▸ **SELECTED EXCERPT**
====
Bug: LassoRegressor from MLJLinearModels returns null vector but the one from ScikitLearn does not

Sh4pe commented 3 years ago

I stumbled upon a case where the LassoRegressor from MLJLinearModels apparantly fails to solve a problem that can be solved using the ScikitLearn version.

In order to reproduce the bug, use the code from my repo MLJLinearModels_bug, especially the test DataFrame here.

In the following code, I solve the same problem twice, but the MLJLinearModels version returns the null vector.

using DataFrames
using MLJ
using CSV
using GZip

load_df() = GZip.open("data.csv.gz") |> CSV.read

function test_lasso(df, the_model)
    y, X = unpack(df, ==(:y), !=(:y))

    the_machine = machine(the_model, X, y)
    train, test = partition(eachindex(y), 0.7, shuffle=false)

    fit!(the_machine, rows=train)
====
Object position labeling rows
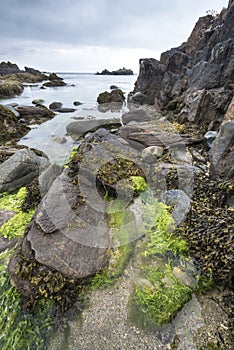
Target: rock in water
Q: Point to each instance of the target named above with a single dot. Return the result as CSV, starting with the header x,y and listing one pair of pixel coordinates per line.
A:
x,y
115,95
20,169
222,153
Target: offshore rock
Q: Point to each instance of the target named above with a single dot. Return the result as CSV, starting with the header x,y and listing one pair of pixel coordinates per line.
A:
x,y
38,114
137,116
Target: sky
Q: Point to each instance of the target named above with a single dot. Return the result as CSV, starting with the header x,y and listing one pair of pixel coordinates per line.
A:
x,y
91,35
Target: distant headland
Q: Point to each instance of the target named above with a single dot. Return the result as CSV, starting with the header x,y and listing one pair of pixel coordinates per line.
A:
x,y
121,71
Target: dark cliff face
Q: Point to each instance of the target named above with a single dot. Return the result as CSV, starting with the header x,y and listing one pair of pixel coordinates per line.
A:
x,y
196,78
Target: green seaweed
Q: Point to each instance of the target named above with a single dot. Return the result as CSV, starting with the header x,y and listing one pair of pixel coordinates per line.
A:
x,y
20,330
158,294
139,184
120,222
159,226
159,300
15,227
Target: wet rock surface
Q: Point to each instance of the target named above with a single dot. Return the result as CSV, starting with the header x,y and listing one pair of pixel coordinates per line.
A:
x,y
9,127
115,95
80,127
222,153
20,169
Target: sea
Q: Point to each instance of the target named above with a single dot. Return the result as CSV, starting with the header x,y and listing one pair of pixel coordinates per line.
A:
x,y
82,87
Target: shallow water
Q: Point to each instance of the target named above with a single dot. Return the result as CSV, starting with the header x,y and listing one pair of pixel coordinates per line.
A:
x,y
81,87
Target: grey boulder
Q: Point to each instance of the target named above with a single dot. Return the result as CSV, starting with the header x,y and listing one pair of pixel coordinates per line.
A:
x,y
20,169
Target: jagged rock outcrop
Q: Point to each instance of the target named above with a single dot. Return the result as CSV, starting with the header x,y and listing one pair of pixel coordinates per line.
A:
x,y
195,79
54,80
121,71
8,68
115,96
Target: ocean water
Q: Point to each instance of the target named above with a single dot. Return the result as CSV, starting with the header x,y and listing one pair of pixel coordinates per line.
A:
x,y
81,87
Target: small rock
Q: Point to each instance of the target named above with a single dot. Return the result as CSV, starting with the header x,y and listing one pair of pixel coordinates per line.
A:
x,y
55,105
113,87
150,154
180,202
198,156
13,110
21,121
65,110
59,139
209,138
180,153
6,215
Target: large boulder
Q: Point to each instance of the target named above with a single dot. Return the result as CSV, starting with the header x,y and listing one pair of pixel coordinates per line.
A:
x,y
8,68
136,116
157,134
80,127
20,169
72,241
70,231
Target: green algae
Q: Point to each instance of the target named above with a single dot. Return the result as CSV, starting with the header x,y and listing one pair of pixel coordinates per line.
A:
x,y
159,300
163,285
139,184
16,226
18,329
120,221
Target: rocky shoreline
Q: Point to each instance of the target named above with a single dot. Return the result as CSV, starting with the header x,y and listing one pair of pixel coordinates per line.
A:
x,y
141,215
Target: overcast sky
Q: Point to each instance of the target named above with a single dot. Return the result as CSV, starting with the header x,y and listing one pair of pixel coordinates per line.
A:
x,y
90,35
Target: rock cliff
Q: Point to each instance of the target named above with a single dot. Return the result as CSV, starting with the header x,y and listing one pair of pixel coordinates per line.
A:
x,y
194,80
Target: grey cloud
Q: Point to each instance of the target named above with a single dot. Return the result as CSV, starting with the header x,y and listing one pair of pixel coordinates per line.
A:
x,y
124,23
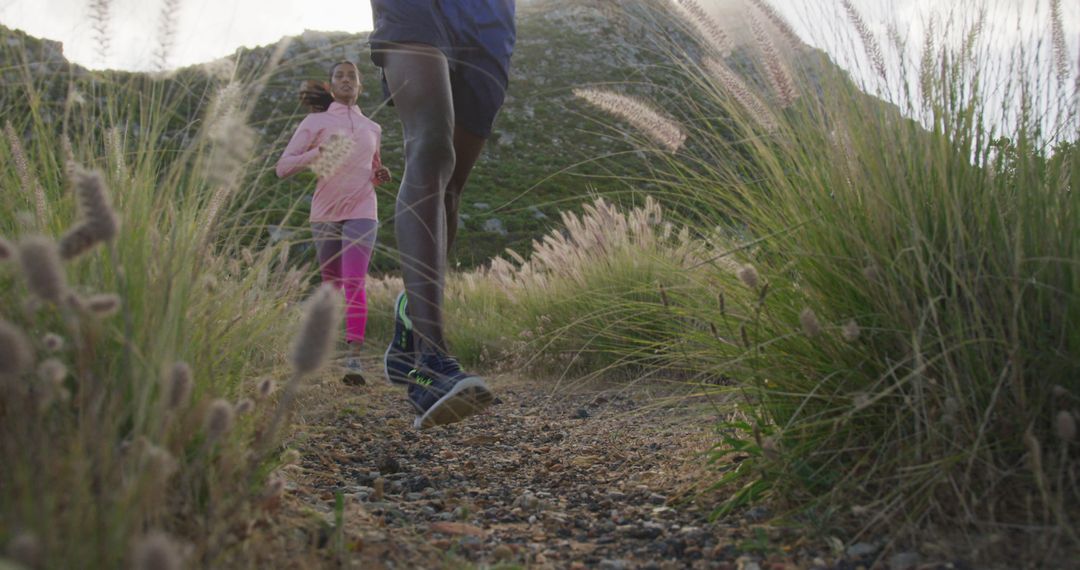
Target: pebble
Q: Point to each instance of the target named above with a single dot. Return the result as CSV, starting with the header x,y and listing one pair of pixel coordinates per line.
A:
x,y
861,548
502,553
906,560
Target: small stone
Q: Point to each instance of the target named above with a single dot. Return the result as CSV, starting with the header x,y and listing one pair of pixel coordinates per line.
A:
x,y
502,553
746,564
756,514
906,560
861,548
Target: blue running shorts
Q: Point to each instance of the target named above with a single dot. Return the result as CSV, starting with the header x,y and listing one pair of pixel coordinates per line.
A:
x,y
477,38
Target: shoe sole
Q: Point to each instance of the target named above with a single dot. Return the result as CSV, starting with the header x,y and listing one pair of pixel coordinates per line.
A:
x,y
466,398
353,379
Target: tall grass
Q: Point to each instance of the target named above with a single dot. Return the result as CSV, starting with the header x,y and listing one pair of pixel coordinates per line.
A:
x,y
906,338
887,270
134,426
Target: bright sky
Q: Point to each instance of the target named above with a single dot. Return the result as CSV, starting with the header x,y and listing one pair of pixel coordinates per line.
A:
x,y
208,29
205,29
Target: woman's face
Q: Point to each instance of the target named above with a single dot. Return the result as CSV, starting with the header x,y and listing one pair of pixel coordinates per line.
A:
x,y
345,83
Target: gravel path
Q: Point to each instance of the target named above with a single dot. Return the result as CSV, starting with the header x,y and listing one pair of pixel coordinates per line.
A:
x,y
549,477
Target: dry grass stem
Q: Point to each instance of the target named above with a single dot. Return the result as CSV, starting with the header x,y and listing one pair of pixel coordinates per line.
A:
x,y
30,184
775,67
25,548
712,36
157,551
98,221
314,341
103,304
1065,426
748,275
851,330
869,42
219,417
16,354
779,22
40,260
1058,42
662,130
808,320
178,385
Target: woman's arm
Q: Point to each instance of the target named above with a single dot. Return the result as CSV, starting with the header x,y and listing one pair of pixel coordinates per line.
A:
x,y
300,152
379,173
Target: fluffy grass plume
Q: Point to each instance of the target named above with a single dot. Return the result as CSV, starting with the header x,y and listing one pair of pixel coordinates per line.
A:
x,y
642,116
40,260
312,344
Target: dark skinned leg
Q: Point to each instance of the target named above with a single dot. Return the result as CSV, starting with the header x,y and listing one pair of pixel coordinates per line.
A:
x,y
467,148
419,81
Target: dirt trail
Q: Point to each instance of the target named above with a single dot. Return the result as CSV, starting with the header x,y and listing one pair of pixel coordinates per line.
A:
x,y
577,476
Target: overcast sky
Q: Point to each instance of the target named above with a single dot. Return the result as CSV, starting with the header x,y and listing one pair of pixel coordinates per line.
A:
x,y
208,29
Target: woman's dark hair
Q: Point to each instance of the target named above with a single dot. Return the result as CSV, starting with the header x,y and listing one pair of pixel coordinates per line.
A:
x,y
316,94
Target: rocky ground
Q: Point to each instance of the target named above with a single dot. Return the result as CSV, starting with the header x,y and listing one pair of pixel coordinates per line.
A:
x,y
551,476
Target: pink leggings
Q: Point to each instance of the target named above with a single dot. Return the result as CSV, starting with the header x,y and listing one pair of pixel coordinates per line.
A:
x,y
345,253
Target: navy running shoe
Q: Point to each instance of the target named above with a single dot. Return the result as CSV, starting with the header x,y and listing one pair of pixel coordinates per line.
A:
x,y
443,393
401,354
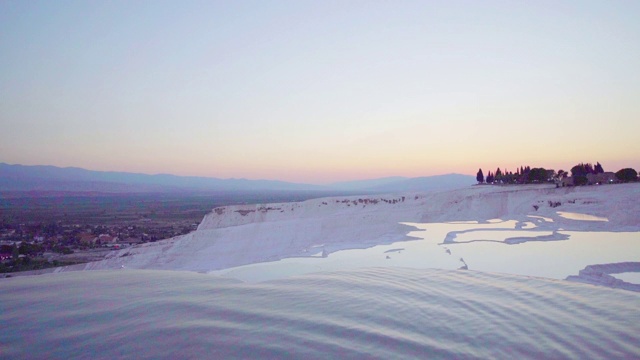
====
▸ **TASK DESCRIPTION**
Reproduce the LassoRegressor bug report word for word, from its title line through the final line of code.

▸ **RESPONSE FOR THIS EXERCISE**
Bug: LassoRegressor from MLJLinearModels returns null vector but the one from ScikitLearn does not

Sh4pe commented 3 years ago

I stumbled upon a case where the LassoRegressor from MLJLinearModels apparantly fails to solve a problem that can be solved using the ScikitLearn version.

In order to reproduce the bug, use the code from my repo MLJLinearModels_bug, especially the test DataFrame here.

In the following code, I solve the same problem twice, but the MLJLinearModels version returns the null vector.

using DataFrames
using MLJ
using CSV
using GZip

load_df() = GZip.open("data.csv.gz") |> CSV.read

function test_lasso(df, the_model)
    y, X = unpack(df, ==(:y), !=(:y))

    the_machine = machine(the_model, X, y)
    train, test = partition(eachindex(y), 0.7, shuffle=false)

    fit!(the_machine, rows=train)